### Short problem
Reproduce the listing that follows verbatim, line for line, with no changes of any kind.

### Recorded information
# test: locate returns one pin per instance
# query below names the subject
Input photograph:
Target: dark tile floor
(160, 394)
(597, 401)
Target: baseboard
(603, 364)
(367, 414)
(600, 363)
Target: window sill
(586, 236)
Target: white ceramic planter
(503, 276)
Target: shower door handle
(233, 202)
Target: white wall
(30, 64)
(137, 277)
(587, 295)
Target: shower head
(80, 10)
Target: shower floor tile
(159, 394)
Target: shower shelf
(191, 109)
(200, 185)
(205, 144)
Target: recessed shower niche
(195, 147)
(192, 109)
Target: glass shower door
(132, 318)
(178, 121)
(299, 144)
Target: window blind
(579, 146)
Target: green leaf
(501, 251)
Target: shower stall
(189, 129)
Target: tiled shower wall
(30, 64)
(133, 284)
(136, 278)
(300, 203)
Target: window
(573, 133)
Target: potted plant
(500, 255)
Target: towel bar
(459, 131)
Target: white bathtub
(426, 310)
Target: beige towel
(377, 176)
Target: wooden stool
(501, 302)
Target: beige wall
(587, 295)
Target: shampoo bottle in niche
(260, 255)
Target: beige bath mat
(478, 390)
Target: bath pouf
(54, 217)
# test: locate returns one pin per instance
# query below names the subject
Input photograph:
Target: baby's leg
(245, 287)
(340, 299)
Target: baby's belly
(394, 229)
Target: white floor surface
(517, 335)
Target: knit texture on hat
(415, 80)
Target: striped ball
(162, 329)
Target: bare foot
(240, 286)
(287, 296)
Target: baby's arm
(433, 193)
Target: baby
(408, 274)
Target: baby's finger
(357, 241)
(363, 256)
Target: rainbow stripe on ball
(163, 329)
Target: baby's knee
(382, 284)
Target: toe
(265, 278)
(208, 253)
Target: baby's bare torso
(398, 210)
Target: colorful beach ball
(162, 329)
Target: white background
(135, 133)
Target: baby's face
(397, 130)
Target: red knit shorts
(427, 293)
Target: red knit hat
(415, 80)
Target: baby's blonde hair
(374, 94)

### Answer to the exercise
# test: locate returns one pin per instance
# query below names the subject
Input photograph:
Target: dark tile floor
(160, 394)
(597, 401)
Target: baseboard
(603, 364)
(367, 414)
(600, 363)
Target: window sill
(586, 236)
Target: white ceramic planter
(503, 276)
Target: shower door handle
(233, 202)
Target: white wall
(30, 64)
(137, 277)
(587, 295)
Target: shower head
(80, 10)
Target: shower floor tile
(159, 394)
Target: shower shelf
(191, 109)
(200, 185)
(205, 144)
Target: recessed shower niche
(195, 147)
(192, 109)
Target: glass shower door
(132, 318)
(178, 121)
(299, 144)
Target: window blind
(579, 146)
Target: green leaf
(501, 251)
Target: shower stall
(189, 129)
Target: tiled shower wall
(30, 64)
(133, 284)
(136, 278)
(300, 203)
Target: window
(573, 133)
Target: potted plant
(500, 255)
Target: towel bar
(459, 131)
Target: white bathtub
(426, 310)
Target: beige towel
(377, 176)
Target: wooden stool
(501, 302)
Target: beige wall
(587, 295)
Target: shampoo bottle in niche
(260, 255)
Target: beige bath mat
(478, 390)
Target: bath pouf
(54, 217)
# test: locate returns one pin per instance
# query below names the subject
Input photograph:
Target: baby's leg
(245, 287)
(340, 299)
Target: baby's belly
(394, 229)
Target: white floor surface
(517, 335)
Target: knit texture on hat
(415, 80)
Target: striped ball
(162, 329)
Target: bare foot
(240, 286)
(287, 296)
Target: baby's arm
(433, 193)
Target: baby
(408, 274)
Target: baby's finger
(357, 241)
(363, 256)
Target: rainbow stripe on ball
(163, 329)
Target: baby's knee
(382, 284)
Target: toe
(265, 278)
(208, 253)
Target: baby's bare torso
(398, 210)
Target: colorful beach ball
(162, 329)
Target: white background
(135, 133)
Target: baby's face
(397, 130)
Target: red knit shorts
(427, 293)
Target: red knit hat
(415, 80)
Target: baby's blonde hair
(374, 94)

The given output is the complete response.